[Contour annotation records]
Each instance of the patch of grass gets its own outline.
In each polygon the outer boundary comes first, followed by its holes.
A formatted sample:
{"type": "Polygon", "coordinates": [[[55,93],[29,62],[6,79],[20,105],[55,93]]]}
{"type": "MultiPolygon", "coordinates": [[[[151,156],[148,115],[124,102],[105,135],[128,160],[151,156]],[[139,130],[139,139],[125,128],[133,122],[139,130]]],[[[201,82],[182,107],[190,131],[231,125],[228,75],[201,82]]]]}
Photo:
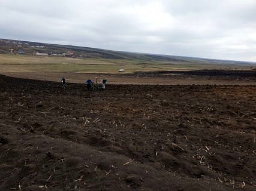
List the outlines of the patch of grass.
{"type": "Polygon", "coordinates": [[[80,58],[0,54],[0,72],[125,73],[159,70],[247,69],[248,66],[139,59],[80,58]]]}

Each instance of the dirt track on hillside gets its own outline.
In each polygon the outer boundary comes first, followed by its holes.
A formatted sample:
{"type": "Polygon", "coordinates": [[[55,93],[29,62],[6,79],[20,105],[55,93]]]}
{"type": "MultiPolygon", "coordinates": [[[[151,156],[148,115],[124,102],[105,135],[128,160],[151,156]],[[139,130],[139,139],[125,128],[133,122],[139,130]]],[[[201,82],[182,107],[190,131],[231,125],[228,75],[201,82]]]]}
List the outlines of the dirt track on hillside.
{"type": "Polygon", "coordinates": [[[255,190],[255,97],[0,76],[0,190],[255,190]]]}

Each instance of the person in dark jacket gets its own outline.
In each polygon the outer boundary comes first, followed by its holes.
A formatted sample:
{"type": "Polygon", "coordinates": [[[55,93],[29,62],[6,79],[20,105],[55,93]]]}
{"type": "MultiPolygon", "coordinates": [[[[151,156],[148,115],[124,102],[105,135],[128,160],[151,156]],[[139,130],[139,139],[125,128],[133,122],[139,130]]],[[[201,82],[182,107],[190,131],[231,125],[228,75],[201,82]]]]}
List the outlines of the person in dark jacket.
{"type": "Polygon", "coordinates": [[[90,90],[92,88],[92,81],[91,80],[90,78],[89,78],[87,81],[86,81],[86,88],[87,90],[90,90]]]}

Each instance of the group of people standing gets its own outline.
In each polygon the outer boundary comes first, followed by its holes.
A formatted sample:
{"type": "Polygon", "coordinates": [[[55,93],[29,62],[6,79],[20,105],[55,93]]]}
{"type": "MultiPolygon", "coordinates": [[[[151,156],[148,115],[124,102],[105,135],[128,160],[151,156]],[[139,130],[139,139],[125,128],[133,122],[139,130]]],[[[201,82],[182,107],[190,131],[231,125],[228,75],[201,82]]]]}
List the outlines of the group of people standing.
{"type": "MultiPolygon", "coordinates": [[[[62,82],[62,87],[65,90],[66,89],[66,79],[64,77],[62,77],[62,78],[61,80],[61,82],[62,82]]],[[[98,87],[100,88],[101,90],[104,90],[106,88],[106,83],[107,82],[107,79],[104,78],[101,80],[101,83],[98,83],[98,78],[96,77],[96,84],[94,83],[90,78],[89,78],[86,81],[86,88],[88,90],[91,90],[93,85],[96,85],[97,87],[98,87]]]]}

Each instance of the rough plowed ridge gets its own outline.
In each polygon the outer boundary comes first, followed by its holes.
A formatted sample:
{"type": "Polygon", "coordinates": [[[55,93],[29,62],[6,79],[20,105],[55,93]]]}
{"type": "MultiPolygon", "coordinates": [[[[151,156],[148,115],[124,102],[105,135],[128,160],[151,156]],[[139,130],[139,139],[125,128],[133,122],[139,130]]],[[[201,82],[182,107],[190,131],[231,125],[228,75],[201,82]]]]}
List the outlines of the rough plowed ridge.
{"type": "Polygon", "coordinates": [[[255,190],[255,96],[0,76],[0,190],[255,190]]]}

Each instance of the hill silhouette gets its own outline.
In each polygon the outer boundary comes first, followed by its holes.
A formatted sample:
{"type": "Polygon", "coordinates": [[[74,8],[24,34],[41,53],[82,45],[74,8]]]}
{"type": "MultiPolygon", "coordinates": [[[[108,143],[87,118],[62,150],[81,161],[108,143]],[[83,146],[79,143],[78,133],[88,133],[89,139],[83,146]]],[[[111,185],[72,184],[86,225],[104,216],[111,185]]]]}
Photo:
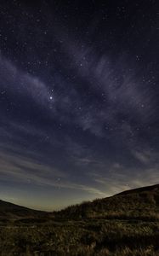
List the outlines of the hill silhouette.
{"type": "Polygon", "coordinates": [[[0,201],[2,255],[159,255],[159,185],[43,212],[0,201]]]}
{"type": "Polygon", "coordinates": [[[126,190],[111,197],[71,206],[57,218],[159,218],[159,184],[126,190]]]}

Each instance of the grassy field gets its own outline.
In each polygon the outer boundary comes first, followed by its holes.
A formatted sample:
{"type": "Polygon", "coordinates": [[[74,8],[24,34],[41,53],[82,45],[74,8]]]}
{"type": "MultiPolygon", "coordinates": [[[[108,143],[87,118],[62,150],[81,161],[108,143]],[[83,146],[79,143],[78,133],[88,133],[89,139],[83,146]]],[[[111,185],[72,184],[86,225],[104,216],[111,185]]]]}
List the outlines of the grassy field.
{"type": "Polygon", "coordinates": [[[132,191],[42,218],[1,218],[0,255],[159,255],[159,186],[132,191]]]}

**Instruction**. Recast the data above, from the line containing "Each instance of the hill" through the end of the data, as a Markdown table with the columns "Row" and "Entry". Number each line in order, include the first line, skip blank lines, and leave the pictures out.

**Worked answer**.
| Row | Entry |
|---|---|
| 1 | Each instance of the hill silhouette gets its own outline. |
| 2 | In each polygon the outer boundary comes first, followed by its holes. |
| 3 | A formatted sample: |
| 4 | {"type": "Polygon", "coordinates": [[[74,8],[24,34],[41,53],[82,45],[74,8]]]} |
| 5 | {"type": "MultiPolygon", "coordinates": [[[[108,143],[87,118],[62,150],[81,161],[108,143]],[[83,146],[79,143],[78,133],[88,133],[89,139],[83,146]]],[[[111,185],[72,184],[86,225],[104,216],[111,185]]]]} |
| 6 | Photo: |
| 7 | List the outlines of the hill silhouette. |
| 8 | {"type": "Polygon", "coordinates": [[[0,201],[2,255],[159,255],[159,185],[43,212],[0,201]]]} |
| 9 | {"type": "Polygon", "coordinates": [[[126,190],[111,197],[71,206],[57,218],[159,218],[159,184],[126,190]]]} |
| 10 | Each instance of the grassy field gets its own outline. |
| 11 | In each polygon the outer boundary comes first, followed by its holes. |
| 12 | A formatted sample: |
| 13 | {"type": "Polygon", "coordinates": [[[74,8],[24,34],[41,53],[82,45],[74,8]]]} |
| 14 | {"type": "MultiPolygon", "coordinates": [[[[108,143],[87,118],[62,150],[81,161],[108,143]],[[83,146],[79,143],[78,133],[88,133],[89,139],[83,146]]],[[[111,185],[72,184],[86,225],[104,216],[111,185]]]]} |
| 15 | List the outlines of the grassy field. |
| 16 | {"type": "Polygon", "coordinates": [[[132,191],[42,218],[1,218],[0,255],[159,255],[159,186],[132,191]]]} |